--- Records for processing ---
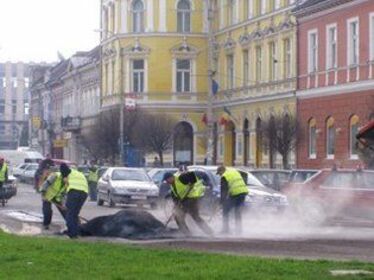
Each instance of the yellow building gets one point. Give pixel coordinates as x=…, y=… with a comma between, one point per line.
x=157, y=52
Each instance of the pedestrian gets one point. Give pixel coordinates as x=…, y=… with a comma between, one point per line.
x=186, y=192
x=156, y=162
x=77, y=191
x=233, y=193
x=52, y=190
x=93, y=177
x=3, y=172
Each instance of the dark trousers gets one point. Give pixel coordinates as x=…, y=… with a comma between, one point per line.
x=236, y=203
x=92, y=190
x=190, y=206
x=48, y=212
x=74, y=203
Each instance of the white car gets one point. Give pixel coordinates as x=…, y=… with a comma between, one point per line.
x=19, y=169
x=27, y=176
x=126, y=186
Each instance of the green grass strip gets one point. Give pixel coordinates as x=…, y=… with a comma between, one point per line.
x=50, y=258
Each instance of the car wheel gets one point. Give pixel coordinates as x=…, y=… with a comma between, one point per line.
x=111, y=201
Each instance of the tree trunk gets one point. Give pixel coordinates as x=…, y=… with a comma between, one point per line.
x=285, y=161
x=161, y=156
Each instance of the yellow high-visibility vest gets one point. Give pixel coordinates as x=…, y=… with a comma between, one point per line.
x=235, y=181
x=77, y=181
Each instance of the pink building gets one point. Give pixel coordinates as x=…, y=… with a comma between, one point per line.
x=335, y=79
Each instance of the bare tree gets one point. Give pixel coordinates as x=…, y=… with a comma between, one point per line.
x=102, y=141
x=155, y=134
x=281, y=134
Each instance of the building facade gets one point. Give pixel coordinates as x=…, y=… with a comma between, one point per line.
x=14, y=103
x=65, y=103
x=159, y=52
x=335, y=84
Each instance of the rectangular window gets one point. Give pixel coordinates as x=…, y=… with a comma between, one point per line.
x=330, y=141
x=272, y=61
x=331, y=48
x=258, y=64
x=183, y=75
x=312, y=141
x=353, y=141
x=250, y=9
x=353, y=42
x=230, y=71
x=138, y=75
x=287, y=58
x=312, y=51
x=245, y=68
x=371, y=36
x=2, y=107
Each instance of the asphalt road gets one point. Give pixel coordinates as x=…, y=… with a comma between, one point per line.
x=264, y=236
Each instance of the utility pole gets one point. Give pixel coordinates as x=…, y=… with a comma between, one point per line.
x=121, y=104
x=209, y=152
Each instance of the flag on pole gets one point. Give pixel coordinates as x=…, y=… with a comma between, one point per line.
x=215, y=87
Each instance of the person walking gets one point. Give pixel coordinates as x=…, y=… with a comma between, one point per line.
x=186, y=192
x=52, y=190
x=93, y=177
x=77, y=191
x=233, y=193
x=3, y=172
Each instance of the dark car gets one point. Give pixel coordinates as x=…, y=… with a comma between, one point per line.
x=275, y=179
x=341, y=193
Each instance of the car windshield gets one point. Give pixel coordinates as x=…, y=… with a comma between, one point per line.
x=130, y=175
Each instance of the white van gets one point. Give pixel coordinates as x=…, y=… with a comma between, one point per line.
x=14, y=158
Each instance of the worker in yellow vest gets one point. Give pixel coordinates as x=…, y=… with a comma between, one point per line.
x=3, y=172
x=233, y=193
x=77, y=191
x=187, y=191
x=53, y=191
x=93, y=177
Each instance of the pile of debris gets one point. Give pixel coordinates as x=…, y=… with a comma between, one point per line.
x=129, y=224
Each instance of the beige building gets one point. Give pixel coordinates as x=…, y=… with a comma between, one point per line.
x=14, y=83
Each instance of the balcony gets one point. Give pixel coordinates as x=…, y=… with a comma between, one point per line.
x=71, y=123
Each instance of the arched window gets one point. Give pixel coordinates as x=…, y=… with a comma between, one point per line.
x=353, y=130
x=231, y=12
x=312, y=138
x=138, y=16
x=330, y=138
x=184, y=16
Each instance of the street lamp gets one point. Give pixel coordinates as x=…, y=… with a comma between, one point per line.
x=121, y=103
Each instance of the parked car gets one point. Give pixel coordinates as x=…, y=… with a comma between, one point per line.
x=127, y=186
x=85, y=169
x=259, y=197
x=28, y=175
x=19, y=169
x=335, y=193
x=157, y=175
x=8, y=190
x=275, y=179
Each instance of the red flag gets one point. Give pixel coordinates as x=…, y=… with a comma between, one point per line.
x=205, y=119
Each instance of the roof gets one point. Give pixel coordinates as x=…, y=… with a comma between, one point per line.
x=308, y=7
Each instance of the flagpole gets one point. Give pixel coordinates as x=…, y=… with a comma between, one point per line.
x=210, y=122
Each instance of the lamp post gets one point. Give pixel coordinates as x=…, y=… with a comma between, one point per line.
x=121, y=101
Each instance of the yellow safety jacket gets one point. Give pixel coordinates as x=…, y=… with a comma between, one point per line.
x=93, y=176
x=3, y=171
x=56, y=190
x=235, y=182
x=182, y=191
x=77, y=181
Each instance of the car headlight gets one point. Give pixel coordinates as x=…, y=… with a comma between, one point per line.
x=250, y=198
x=283, y=200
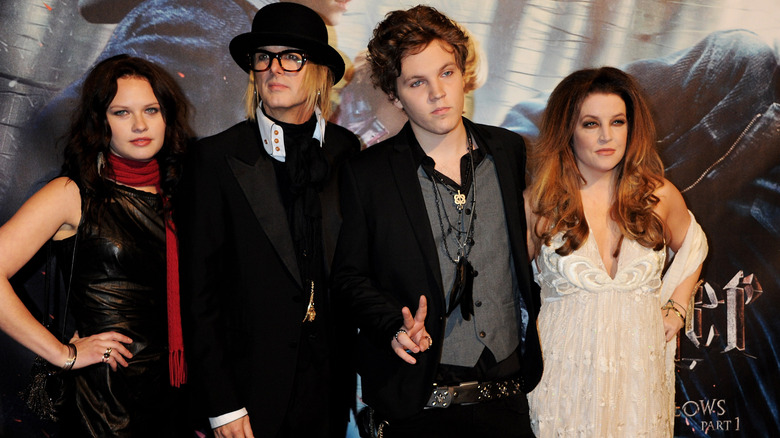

--- Task goal ---
Once the pictures are set aside, please reproduce the remaining material word for word.

--- Task output ---
Each instance of the yellow building gets one point. Give pixel coordinates as x=…, y=… with a comma between, one point per line.
x=157, y=52
Each instance of the pedestrian gets one point. Give pixel coordinates as x=…, y=… with a comma between, one point per line.
x=186, y=192
x=156, y=162
x=77, y=191
x=233, y=193
x=52, y=190
x=93, y=177
x=3, y=172
Each instance of the dark trousers gets one point. Give pixel coordinates as x=…, y=… with a comma between, one point per line.
x=236, y=203
x=92, y=190
x=190, y=206
x=48, y=212
x=74, y=203
Each instance of the white car gets one point. Give pixel coordinates as x=…, y=… with a comma between, one point per line.
x=19, y=169
x=27, y=176
x=126, y=186
Each instance of the green grass strip gets one point. Give pixel coordinates as x=…, y=… with a comma between, one point per line.
x=50, y=258
Each instance of the car wheel gets one point. Give pixel coordinates as x=…, y=… with a comma between, one point per line.
x=111, y=201
Each instance of the tree trunk gets one point. Give pixel coordinates as x=…, y=… with a comma between, one point per line.
x=285, y=161
x=161, y=156
Each instance of the yellow high-visibility vest gets one point. Give pixel coordinates as x=…, y=… with a comma between, one point per line.
x=235, y=181
x=77, y=181
Each instance of the pink building gets one point. Give pixel coordinates as x=…, y=… with a comma between, one point per line.
x=335, y=79
Each instance of the bare tree gets one point. Give pixel coordinates as x=…, y=… with a comma between, one point per line.
x=102, y=141
x=155, y=134
x=281, y=134
Each instance of the building facade gets one point. Give pixel coordinates as x=…, y=… with a comma between, one point per line.
x=14, y=103
x=65, y=103
x=159, y=52
x=335, y=84
Each instance of the rectangular window gets one point. Give pixel coordinates as x=…, y=… with a comma between, one point per line.
x=330, y=141
x=272, y=61
x=331, y=48
x=258, y=64
x=183, y=75
x=312, y=141
x=353, y=141
x=250, y=9
x=353, y=42
x=230, y=71
x=138, y=75
x=287, y=58
x=312, y=51
x=245, y=68
x=371, y=36
x=2, y=107
Each instance of the asphalt road gets one point. Give pixel coordinates as x=…, y=… with a comma between, one point per line.
x=264, y=236
Each instance of the utility pole gets one point. Give pixel coordinates as x=…, y=… with a comma between, one point per line.
x=121, y=104
x=209, y=152
Each instance of the flag on pole gets one point. Give pixel coordinates as x=…, y=… with a comma between, one point per line.
x=215, y=87
Each instance of the person walking gets one point. Give pixel coordinates as x=…, y=… with a comma between, one point per line.
x=186, y=192
x=52, y=190
x=93, y=177
x=77, y=191
x=233, y=193
x=3, y=172
Each instance of the dark car gets one point. Give pixel coordinates as x=…, y=… with a comma between, one point per line.
x=275, y=179
x=341, y=193
Each instance of the car windshield gets one point. Give pixel coordinates as x=…, y=… with a comma between, one point per line.
x=130, y=175
Each instance of the white van gets one point. Give pixel coordinates as x=…, y=… with a comma between, one point per line.
x=14, y=158
Each instance of the worker in yellow vest gets one point. Give pixel coordinates as x=…, y=… with a comma between, one point per line.
x=3, y=172
x=233, y=193
x=77, y=191
x=187, y=191
x=53, y=191
x=93, y=177
Each instance of the pile of debris gets one point. Give pixel coordinates as x=…, y=… with a comma between, one point per line.
x=129, y=224
Each instance of the beige building gets one point. Give pixel coordinates as x=…, y=… with a comma between, one point per line.
x=14, y=83
Each instance of the balcony gets one point. Give pixel coordinates as x=…, y=… with a comma between, one point per line.
x=71, y=123
Each instance of the arched window gets one point. Give pixel coordinates as x=…, y=… with a comma between, one point per line.
x=353, y=130
x=231, y=12
x=312, y=138
x=138, y=16
x=330, y=138
x=184, y=16
Each instance of the street lamp gets one point. Give pixel coordinates as x=…, y=… with a comma between, one point per line.
x=121, y=103
Each instance of the parked car gets one point. Give pixel coordinates as x=…, y=… with a comma between, one point per line.
x=127, y=186
x=85, y=169
x=259, y=197
x=28, y=175
x=19, y=169
x=335, y=193
x=157, y=175
x=8, y=190
x=275, y=179
Each instance of the red flag gets one point. Give pixel coordinates as x=…, y=… with a comma between, one point per line.
x=205, y=119
Each instance of the roof gets one point. Give pixel coordinates as x=…, y=… with a comma between, one point per line.
x=308, y=7
Each instance of the flagpole gets one point. Give pixel coordinates as x=…, y=… with a comma between, one point per line.
x=210, y=122
Each instance of the lamp post gets one point. Give pixel coordinates as x=…, y=… with a comma between, one point per line.
x=121, y=101
Each instance of the yellow safety jacket gets one point. Give pixel coordinates as x=…, y=… with a comma between, one point per line.
x=93, y=176
x=3, y=171
x=56, y=190
x=235, y=182
x=182, y=191
x=77, y=181
Each instance of the car headlight gets one point. Give pixel coordinates as x=…, y=… with a comma between, one point per line.
x=250, y=198
x=283, y=200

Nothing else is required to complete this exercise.